Passage to read ::
++++++++++++++++++++

Norway Lost the Match. They Won Everyone's Heart.

Norway lost to England in extra time, but thousands still packed Oslo's palace square at 2am for one final Viking row. Here's why it mattered.

Norway fans after World Cup loss

It was around 2am in Oslo when the final whistle blew in Miami, two goals to one, England through, Norway out. By any normal measure, that is the moment a nation goes quiet.

Norway did not go quiet.

Thousands of fans in red, white and blue poured onto Karl Johan, the capital's main thoroughfare, and marched toward the Royal Palace for one last Viking row, the thunderous chant and arm sweep that had turned this Norwegian squad into the unlikely darlings of the entire tournament. Fireworks lit the sky. The national anthem rang out. Someone, somewhere, was handing out brown cheese, because of course they were. And the chants that filled the square were not chants of grief. They were chants, set to the tune of Twisted Sister, promising Norway would win the Euros in two years.

Nobody flipped a car. Nobody smashed a shopfront. Nobody threw a flare at a rival fan. What Oslo produced at two in the morning, on a losing night, was a party.

It is worth remembering what this run actually was. Norway had never won a single knockout match in World Cup history before this summer. This year they beat Iraq, they beat Senegal, they finished second in a group behind France, and then they went and did something nobody saw coming, they knocked out five time champions Brazil in the round of sixteen. Erling Haaland scored twice late to seal it. A nation of five and a half million people had, by the time they reached the quarterfinal, already had the best World Cup of its life. Losing to England in extra time did not erase that. If anything, it seemed to remind everyone in Oslo just how far they had already come.

++++++++++++++++++++

Photo object pointing records ::

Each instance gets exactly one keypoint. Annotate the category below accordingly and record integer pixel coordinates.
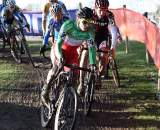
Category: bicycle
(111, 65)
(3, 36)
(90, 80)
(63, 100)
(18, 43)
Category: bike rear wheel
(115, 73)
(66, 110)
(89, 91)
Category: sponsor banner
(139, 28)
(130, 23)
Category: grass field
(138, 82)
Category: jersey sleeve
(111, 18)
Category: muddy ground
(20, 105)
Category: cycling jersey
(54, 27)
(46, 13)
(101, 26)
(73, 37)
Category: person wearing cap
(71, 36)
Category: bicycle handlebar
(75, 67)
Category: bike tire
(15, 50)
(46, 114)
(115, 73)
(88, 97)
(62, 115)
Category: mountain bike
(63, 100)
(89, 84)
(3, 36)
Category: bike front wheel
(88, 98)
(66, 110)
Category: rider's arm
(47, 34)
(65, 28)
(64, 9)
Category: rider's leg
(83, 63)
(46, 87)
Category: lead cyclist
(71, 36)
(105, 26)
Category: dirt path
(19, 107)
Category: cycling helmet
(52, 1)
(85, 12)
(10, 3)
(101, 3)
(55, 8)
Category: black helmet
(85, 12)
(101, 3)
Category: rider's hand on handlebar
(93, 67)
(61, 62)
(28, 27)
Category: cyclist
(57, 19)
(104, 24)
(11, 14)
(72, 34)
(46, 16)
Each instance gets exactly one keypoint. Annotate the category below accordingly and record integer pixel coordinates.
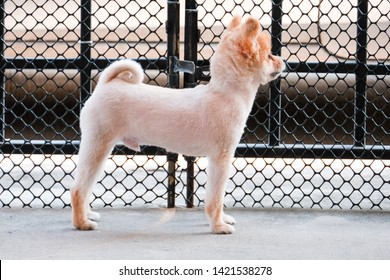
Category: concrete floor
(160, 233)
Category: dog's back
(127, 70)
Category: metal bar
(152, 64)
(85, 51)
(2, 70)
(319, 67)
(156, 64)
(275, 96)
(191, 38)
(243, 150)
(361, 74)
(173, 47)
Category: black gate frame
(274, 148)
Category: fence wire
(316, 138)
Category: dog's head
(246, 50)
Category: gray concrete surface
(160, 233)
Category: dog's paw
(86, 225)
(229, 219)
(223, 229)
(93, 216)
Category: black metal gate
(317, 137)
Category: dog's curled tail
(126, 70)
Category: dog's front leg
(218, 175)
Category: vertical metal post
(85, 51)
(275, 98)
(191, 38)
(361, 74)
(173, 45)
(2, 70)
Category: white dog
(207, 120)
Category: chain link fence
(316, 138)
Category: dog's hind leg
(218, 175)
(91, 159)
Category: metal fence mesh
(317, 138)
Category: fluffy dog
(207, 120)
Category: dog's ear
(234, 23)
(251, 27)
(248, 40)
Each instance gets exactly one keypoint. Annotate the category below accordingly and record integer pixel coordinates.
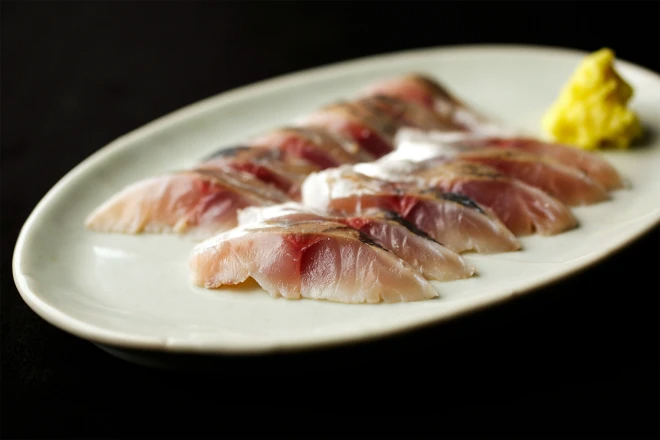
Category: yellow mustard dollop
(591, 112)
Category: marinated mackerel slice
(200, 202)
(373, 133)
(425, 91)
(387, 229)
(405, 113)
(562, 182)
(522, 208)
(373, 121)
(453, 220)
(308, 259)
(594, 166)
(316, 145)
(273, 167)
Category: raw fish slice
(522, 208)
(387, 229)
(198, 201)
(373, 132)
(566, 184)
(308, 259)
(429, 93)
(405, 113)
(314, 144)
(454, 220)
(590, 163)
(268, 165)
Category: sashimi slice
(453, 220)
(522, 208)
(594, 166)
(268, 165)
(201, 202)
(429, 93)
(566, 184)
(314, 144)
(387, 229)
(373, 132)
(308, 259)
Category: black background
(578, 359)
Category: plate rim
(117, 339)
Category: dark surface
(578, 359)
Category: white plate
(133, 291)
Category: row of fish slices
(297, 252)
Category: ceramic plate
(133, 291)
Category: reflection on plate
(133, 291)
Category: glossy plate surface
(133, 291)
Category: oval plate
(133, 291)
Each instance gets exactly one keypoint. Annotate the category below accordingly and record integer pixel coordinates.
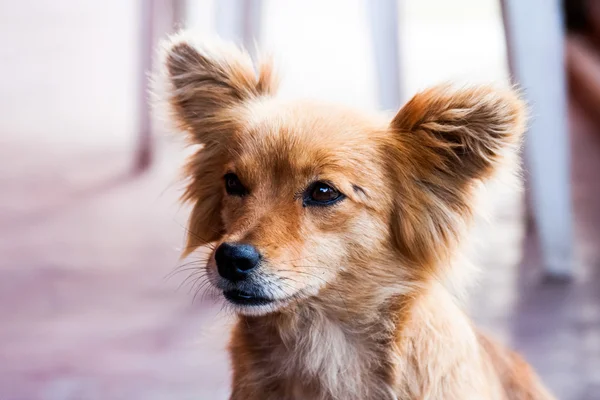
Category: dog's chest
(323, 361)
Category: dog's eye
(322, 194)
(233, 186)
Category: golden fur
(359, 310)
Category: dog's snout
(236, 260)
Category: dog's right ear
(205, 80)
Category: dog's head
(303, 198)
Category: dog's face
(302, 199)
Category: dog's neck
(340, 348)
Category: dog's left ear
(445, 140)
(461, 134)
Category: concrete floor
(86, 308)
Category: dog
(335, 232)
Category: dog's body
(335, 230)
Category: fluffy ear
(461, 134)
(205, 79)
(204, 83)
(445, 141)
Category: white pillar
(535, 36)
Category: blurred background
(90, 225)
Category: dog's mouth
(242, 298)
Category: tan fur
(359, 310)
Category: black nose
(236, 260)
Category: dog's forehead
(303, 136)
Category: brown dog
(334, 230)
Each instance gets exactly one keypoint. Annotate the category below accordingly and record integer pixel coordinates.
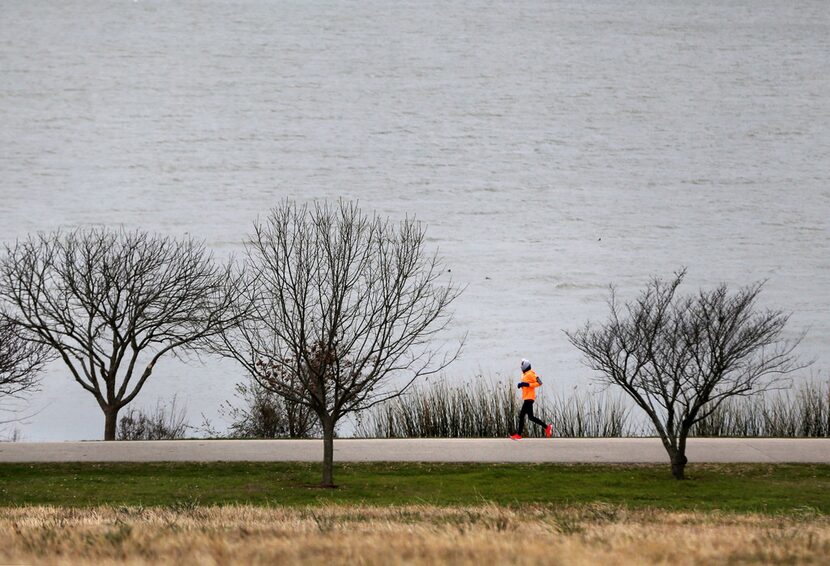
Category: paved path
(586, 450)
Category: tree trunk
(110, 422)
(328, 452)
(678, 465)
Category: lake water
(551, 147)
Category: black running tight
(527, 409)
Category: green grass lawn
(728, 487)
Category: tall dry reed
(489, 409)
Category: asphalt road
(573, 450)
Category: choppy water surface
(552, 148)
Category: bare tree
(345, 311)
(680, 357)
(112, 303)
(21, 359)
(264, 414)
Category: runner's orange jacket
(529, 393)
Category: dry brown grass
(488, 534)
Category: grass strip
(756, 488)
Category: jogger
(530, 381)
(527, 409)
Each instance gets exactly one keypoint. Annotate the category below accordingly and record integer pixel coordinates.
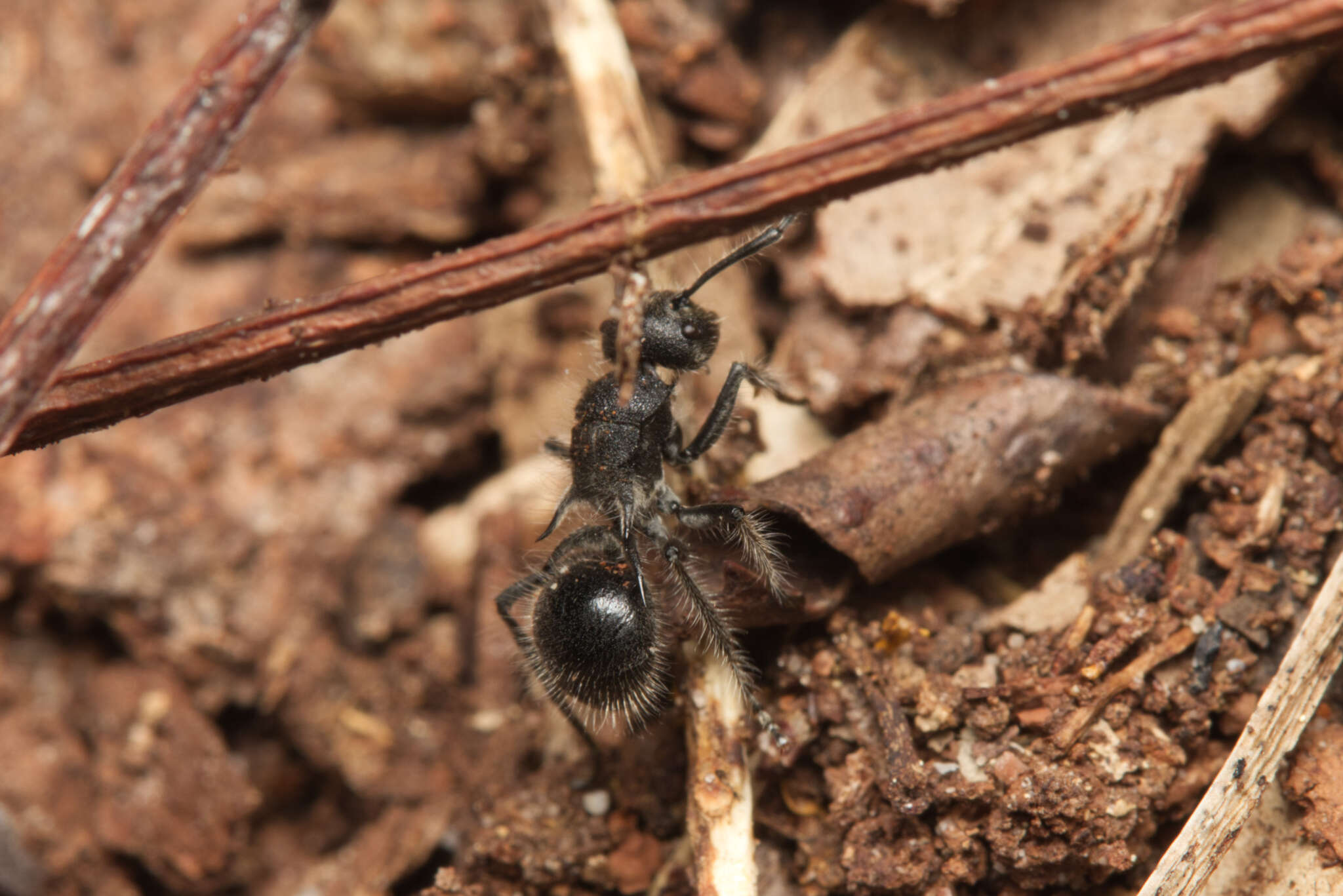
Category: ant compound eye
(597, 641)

++++++++++++++++++++

Tasks ::
• 1. Tally the lines in the records that contain the string "front" and give only that number.
• 2. Resume the article about Norway's World Cup run, continuing on from its final sentence.

Results in order ::
• 1. 2

• 2.
Along the way, the Viking row stopped being a Norwegian thing and became everyone's thing. Fans from other eliminated countries started rowing along in solidarity, Mexican supporters posted themselves practicing it before the England match, and even Crown Prince Haakon reportedly joined the celebration outside the palace after an earlier win, which is either the most relatable royal moment of the tournament or proof that Norway simply does not know how to be anything other than sincere about this team.

There is something worth sitting with in the fact that a country can lose, in the middle of the night, in the most painful way a knockout match can end, and respond not with rage but with gratitude. Norway did not act like a country that had been robbed of something. They acted like a country that had just been given something, a summer, a story, a team that made history simply by getting as far as it did.

Norway is out of the World Cup. Somehow, that feels like the least interesting part of the story.